## GIVEN EXERCISE A
Decide whether each statement agrees with the spite houses passage: (i) In Freeport, John Randall built his house on a triangular piece of land. (ii) In Boston, the brother who stayed home built a tiny house on most of the land. (iii) The second brother's house was built to block light and ventilation in his brother's house. Answer yes or no for each, and quote the deciding words of the passage.
## GIVEN EXERCISE B
Quote the spite houses passage between "A father died" and "house as possible.", inclusive.

— Start QUOTED PASSAGE —

2.) The Freeport Spite House, Freeport NY (19th century)
The city of Freeport decided to build their city on a grid. A single developer, John Randall disagreed with this idea. I guess he didn’t want buildings and streets to be easy to navigate or locate. He probably hated symmetry, order, common sense, puppies, rainbows, and friendship.
In retaliation for the city’s LOGICAL IDEA, he bought a triangular piece of land and built this house on it. This caused the city to have to divert their road and make a squiggily mess on an otherwise lovely grid.
3.) The Skinny House, Boston MA (1860s).
A father died and left this plot of land to his two sons. While one of the brothers was away, fighting in the American Civil War, the other brother built an enormous house on most of the land. But I guess the best way to fight douchey moves is with douchey moves–rather than just resign that his brother had outsmarted him and found a way to pretty much claim the whole property as his, the second brother built this teeeeeeny tiiiny house as snugly as possible against his brothers, and specifically did it in a way that blocked as much light and ventilation in his brother’s house as possible.
What a terrible war the Civil War was. Brother against brother.
4.) The Alameda Spite House, Alameda CA (early 10th century)

— End QUOTED PASSAGE —
— Start PROVIDED MATERIAL —

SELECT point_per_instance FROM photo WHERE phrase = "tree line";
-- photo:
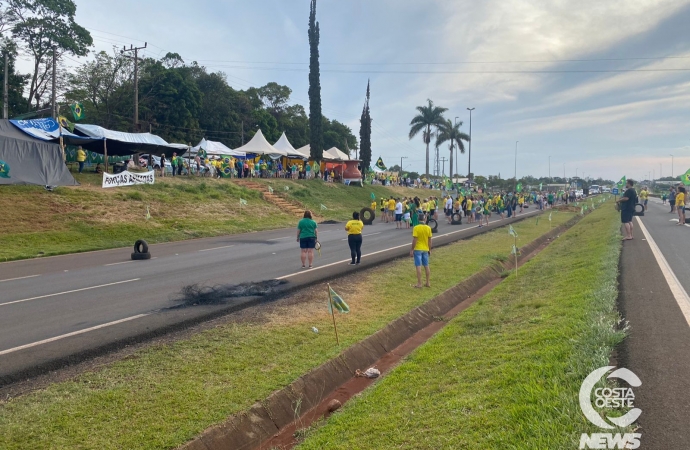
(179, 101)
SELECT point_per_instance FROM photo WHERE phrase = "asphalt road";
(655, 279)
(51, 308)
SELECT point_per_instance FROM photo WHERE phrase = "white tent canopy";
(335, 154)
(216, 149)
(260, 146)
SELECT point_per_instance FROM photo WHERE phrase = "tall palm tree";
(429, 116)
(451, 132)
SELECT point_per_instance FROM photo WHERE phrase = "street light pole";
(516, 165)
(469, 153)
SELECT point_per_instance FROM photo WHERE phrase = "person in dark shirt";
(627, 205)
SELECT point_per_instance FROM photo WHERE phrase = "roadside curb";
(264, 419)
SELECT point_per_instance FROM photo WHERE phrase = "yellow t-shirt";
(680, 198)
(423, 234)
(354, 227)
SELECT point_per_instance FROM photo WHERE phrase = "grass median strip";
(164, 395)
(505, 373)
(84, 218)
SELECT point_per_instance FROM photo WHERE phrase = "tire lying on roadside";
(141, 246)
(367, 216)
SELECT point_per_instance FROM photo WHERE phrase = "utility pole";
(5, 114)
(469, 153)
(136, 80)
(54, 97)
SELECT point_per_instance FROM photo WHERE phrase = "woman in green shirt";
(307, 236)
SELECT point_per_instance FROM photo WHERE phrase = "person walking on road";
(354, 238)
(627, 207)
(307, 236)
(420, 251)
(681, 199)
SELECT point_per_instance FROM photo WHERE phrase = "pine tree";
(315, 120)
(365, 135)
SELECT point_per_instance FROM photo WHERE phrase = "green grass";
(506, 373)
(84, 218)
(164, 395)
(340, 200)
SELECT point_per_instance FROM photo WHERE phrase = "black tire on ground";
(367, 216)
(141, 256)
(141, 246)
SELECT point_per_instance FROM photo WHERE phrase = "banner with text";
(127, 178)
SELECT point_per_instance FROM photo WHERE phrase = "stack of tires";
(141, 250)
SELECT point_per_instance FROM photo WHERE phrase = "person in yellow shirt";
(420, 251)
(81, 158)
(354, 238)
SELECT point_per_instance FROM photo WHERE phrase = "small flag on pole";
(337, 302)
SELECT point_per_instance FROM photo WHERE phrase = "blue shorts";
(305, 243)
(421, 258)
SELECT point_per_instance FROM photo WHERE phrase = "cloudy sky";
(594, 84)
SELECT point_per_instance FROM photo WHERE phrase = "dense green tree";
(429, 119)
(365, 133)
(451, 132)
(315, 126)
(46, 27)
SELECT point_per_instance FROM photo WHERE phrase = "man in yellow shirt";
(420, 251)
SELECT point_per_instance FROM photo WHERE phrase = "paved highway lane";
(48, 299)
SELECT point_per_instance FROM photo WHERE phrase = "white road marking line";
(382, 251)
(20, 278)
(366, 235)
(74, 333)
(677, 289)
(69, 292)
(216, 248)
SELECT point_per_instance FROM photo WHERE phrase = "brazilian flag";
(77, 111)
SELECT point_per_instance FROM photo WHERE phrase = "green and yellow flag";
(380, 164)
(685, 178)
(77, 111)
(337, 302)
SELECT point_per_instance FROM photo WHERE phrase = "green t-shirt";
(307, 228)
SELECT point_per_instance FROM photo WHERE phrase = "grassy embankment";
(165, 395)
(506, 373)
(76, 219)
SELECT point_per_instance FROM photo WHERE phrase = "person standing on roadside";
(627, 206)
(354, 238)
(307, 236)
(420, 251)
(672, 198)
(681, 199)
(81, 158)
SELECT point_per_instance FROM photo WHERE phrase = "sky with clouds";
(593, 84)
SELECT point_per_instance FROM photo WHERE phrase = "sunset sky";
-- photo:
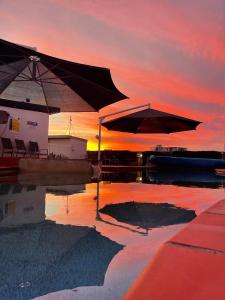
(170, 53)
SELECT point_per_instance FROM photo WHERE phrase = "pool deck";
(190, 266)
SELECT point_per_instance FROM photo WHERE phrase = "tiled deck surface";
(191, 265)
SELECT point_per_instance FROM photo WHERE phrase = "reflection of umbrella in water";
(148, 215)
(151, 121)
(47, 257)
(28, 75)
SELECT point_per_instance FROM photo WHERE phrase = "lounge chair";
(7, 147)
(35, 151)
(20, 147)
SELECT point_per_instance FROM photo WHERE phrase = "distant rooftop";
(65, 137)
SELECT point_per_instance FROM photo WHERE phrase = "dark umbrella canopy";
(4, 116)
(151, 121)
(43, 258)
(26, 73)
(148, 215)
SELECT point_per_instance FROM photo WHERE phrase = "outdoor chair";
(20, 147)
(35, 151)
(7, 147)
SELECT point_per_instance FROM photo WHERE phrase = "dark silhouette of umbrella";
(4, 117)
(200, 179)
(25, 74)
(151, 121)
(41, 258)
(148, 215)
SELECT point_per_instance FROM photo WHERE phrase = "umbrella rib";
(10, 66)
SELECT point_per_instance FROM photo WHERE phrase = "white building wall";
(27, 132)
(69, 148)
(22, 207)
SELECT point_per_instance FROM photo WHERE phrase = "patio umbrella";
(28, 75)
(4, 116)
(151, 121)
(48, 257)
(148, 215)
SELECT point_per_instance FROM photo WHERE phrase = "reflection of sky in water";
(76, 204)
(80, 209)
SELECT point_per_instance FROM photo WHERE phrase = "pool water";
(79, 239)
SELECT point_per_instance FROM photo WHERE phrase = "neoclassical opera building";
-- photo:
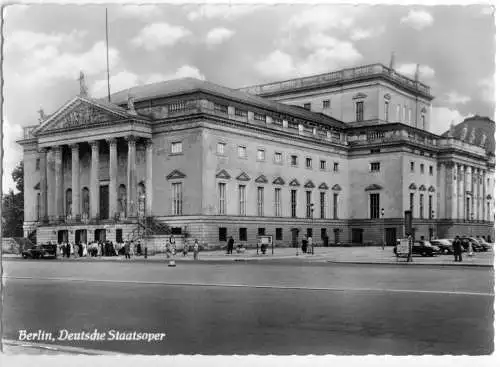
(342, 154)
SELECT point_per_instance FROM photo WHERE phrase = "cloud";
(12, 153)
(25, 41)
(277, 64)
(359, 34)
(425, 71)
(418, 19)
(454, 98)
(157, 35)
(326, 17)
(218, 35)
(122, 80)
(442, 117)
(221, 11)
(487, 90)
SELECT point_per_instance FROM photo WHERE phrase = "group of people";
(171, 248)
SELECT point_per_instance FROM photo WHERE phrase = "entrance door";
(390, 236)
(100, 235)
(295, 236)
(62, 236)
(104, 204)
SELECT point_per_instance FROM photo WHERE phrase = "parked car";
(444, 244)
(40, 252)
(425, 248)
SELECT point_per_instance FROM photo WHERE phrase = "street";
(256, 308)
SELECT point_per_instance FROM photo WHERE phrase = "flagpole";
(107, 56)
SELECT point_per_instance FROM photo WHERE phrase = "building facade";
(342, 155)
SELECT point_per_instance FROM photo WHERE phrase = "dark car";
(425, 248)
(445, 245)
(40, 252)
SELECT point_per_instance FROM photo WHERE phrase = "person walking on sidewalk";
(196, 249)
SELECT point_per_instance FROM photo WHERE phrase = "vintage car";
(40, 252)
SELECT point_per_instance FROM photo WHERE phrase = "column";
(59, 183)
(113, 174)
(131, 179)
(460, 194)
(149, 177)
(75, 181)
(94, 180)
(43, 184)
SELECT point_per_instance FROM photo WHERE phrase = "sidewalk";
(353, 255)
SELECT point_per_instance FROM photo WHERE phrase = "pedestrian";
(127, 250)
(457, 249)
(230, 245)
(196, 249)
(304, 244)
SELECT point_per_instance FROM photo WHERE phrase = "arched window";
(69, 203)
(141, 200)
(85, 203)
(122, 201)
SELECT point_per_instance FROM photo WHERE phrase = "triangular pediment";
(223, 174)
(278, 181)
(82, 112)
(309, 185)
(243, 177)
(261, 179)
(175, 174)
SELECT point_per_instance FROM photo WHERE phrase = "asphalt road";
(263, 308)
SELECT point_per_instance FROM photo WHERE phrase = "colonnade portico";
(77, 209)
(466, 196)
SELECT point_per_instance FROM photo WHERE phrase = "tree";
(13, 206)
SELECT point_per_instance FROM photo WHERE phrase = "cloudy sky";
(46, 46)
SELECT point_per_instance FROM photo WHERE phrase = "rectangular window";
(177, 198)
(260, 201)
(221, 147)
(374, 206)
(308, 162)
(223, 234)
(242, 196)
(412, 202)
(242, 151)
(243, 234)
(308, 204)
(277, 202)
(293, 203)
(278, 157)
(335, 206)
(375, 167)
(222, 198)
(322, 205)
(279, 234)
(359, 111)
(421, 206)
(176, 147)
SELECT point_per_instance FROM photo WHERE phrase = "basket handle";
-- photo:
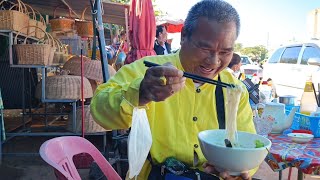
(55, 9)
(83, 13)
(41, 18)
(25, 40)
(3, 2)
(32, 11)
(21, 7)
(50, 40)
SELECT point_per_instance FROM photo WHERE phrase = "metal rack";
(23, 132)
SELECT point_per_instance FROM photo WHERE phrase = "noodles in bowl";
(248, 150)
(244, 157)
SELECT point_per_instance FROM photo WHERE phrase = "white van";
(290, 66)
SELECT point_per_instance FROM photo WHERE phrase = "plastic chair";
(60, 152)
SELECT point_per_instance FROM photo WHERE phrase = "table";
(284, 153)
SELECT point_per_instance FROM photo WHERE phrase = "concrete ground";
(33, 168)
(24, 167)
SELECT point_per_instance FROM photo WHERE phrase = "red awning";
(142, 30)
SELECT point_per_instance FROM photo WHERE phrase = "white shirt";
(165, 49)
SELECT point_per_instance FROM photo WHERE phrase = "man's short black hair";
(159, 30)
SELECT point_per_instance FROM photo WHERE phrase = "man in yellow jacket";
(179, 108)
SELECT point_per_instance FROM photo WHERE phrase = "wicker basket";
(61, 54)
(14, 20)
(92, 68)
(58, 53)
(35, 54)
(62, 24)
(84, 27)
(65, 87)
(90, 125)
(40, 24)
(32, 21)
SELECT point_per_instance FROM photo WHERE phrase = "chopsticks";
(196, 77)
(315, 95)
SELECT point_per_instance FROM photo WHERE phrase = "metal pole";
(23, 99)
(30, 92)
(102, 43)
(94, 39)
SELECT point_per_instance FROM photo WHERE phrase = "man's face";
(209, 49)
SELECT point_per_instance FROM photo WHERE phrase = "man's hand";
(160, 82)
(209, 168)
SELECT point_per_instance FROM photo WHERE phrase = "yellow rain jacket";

— End PROVIDED MATERIAL —

## COMPLETE OUTPUT A
(i) Yes: "he bought a triangular piece of land and built this house on it"
(ii) No: "the other brother built an enormous house on most of the land"
(iii) Yes: "specifically did it in a way that blocked as much light and ventilation in his brother’s house as possible"

## COMPLETE OUTPUT B
A father died and left this plot of land to his two sons. While one of the brothers was away, fighting in the American Civil War, the other brother built an enormous house on most of the land. But I guess the best way to fight douchey moves is with douchey moves–rather than just resign that his brother had outsmarted him and found a way to pretty much claim the whole property as his, the second brother built this teeeeeeny tiiiny house as snugly as possible against his brothers, and specifically did it in a way that blocked as much light and ventilation in his brother’s house as possible.